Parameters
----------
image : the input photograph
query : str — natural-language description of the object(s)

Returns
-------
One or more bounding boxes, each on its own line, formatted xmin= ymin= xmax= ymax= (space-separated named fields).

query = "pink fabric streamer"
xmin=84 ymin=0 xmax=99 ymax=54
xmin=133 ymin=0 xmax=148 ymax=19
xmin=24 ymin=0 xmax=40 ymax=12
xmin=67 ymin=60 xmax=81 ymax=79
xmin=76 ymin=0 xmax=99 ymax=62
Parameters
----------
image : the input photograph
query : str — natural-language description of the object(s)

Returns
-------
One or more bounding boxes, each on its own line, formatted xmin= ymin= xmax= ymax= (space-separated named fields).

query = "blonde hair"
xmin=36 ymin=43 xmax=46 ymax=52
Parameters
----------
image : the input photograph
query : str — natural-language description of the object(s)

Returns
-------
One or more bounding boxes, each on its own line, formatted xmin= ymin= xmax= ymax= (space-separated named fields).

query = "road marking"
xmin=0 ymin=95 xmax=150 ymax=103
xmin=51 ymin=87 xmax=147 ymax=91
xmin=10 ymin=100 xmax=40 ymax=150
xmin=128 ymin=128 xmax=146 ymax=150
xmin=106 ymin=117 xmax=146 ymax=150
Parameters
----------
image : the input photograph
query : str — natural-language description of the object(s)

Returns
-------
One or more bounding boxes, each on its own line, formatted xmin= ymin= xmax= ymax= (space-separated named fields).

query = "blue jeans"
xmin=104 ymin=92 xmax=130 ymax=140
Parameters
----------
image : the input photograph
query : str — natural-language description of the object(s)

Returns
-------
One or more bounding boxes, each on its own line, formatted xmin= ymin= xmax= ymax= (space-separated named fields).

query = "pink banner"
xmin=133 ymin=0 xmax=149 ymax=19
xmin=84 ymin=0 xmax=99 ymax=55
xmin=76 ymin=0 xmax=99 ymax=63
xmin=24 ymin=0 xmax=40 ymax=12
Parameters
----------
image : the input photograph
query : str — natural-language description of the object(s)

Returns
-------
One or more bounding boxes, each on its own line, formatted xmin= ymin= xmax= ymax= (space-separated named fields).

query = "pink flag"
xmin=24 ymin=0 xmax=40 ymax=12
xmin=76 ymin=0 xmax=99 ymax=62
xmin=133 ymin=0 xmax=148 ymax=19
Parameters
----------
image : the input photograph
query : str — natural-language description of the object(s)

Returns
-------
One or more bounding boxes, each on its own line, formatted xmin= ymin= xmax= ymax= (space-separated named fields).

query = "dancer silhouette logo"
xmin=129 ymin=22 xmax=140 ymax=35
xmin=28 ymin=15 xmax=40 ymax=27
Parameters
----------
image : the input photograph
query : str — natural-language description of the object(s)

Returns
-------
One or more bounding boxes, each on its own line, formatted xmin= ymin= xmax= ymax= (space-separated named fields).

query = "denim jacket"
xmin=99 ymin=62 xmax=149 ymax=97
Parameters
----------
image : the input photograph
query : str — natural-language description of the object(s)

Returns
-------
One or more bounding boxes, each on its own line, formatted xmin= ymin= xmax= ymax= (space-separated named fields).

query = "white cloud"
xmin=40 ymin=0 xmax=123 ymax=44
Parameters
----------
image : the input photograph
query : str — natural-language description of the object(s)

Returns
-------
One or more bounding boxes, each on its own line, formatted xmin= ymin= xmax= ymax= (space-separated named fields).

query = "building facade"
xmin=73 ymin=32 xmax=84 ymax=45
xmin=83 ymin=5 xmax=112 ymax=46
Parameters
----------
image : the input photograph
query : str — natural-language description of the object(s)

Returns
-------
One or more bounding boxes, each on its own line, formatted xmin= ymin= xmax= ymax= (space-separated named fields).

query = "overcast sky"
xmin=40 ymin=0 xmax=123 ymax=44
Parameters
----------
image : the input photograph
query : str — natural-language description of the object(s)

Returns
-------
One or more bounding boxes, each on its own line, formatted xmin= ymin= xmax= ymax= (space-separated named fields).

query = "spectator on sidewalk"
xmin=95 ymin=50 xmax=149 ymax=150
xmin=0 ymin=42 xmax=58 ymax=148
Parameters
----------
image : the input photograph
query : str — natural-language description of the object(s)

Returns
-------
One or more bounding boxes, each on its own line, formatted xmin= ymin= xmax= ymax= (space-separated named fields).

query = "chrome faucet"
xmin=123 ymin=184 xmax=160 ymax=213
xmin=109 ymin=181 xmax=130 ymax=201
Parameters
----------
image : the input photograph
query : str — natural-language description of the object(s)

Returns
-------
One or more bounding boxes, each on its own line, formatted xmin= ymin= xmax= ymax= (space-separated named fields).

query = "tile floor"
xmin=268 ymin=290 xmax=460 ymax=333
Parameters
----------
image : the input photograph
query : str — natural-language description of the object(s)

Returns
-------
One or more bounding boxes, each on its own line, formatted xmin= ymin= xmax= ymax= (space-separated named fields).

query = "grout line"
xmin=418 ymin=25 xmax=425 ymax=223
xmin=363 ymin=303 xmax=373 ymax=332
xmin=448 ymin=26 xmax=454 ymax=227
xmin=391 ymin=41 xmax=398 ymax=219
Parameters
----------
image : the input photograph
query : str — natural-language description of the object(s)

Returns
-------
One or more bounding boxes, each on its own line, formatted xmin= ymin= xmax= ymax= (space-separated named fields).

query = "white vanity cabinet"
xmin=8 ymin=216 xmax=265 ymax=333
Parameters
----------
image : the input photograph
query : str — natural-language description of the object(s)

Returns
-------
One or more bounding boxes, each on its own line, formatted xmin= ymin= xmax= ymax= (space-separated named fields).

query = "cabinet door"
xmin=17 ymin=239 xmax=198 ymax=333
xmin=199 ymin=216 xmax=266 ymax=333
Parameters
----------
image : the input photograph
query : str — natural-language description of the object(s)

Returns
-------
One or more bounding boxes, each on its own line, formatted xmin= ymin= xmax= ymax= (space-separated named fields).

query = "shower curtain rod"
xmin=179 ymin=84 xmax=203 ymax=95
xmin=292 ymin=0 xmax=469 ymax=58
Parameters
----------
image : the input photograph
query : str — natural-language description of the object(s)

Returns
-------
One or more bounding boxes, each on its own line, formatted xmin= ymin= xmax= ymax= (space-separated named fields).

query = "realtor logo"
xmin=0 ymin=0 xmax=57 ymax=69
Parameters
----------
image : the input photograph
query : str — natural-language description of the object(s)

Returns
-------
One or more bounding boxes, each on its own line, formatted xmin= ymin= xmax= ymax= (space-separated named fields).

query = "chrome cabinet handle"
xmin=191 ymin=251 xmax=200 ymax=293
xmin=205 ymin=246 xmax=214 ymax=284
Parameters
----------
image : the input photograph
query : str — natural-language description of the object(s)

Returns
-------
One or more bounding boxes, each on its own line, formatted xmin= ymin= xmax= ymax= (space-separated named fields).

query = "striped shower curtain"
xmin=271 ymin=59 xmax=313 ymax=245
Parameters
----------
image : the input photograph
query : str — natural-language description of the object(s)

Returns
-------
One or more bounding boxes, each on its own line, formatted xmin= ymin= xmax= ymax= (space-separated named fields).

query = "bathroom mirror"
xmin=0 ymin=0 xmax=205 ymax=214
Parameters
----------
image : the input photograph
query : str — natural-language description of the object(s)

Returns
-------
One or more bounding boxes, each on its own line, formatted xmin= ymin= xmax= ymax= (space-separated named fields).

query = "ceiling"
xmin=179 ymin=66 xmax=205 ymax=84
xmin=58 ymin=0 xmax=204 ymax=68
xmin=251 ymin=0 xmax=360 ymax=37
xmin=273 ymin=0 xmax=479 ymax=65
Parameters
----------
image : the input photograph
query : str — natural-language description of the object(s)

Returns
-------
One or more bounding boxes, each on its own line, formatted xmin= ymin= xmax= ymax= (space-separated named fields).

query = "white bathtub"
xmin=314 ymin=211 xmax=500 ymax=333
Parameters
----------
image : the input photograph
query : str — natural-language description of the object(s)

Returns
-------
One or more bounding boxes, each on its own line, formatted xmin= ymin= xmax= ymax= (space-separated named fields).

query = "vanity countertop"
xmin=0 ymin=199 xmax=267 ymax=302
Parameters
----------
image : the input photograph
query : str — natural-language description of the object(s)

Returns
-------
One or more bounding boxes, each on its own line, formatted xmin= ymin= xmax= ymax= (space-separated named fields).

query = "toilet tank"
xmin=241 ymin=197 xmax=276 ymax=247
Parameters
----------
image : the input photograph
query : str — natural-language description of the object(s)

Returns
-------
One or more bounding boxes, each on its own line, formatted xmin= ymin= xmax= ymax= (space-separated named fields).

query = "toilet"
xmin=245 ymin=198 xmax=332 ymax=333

- - -

### Set exercise
Resize the stretch of items above from the start of the items through the line containing "xmin=106 ymin=117 xmax=146 ymax=150", both ends included, by writing every line out again with all other text unchanged. Multiply each bounding-box coordinate in the answers by 0.3 and round it to a whole number, rounding halves up.

### The solution
Parameters
----------
image : the input photograph
query : str — natural-language description of the object(s)

Returns
-------
One or more bounding boxes, each on its own line, formatted xmin= ymin= xmax= ymax= (space-separated named fields).

query = "pink fabric streamer"
xmin=25 ymin=0 xmax=30 ymax=16
xmin=40 ymin=0 xmax=44 ymax=6
xmin=7 ymin=0 xmax=12 ymax=4
xmin=20 ymin=18 xmax=24 ymax=24
xmin=23 ymin=0 xmax=30 ymax=19
Parameters
----------
image : the input photograph
query : str — natural-language description of the object(s)

Returns
-------
One or more bounding boxes, each on its own line, formatted xmin= ymin= xmax= ymax= (space-separated named fields).

query = "blonde hair"
xmin=11 ymin=13 xmax=14 ymax=16
Parameters
----------
image : the input photograph
query : str — natural-language description of the object(s)

Returns
-------
One or more bounding boxes, each on its own line, formatted xmin= ymin= xmax= ymax= (space-separated named fields).

query = "road marking"
xmin=0 ymin=29 xmax=45 ymax=31
xmin=15 ymin=26 xmax=44 ymax=27
xmin=3 ymin=30 xmax=12 ymax=45
xmin=38 ymin=38 xmax=44 ymax=45
xmin=32 ymin=35 xmax=44 ymax=45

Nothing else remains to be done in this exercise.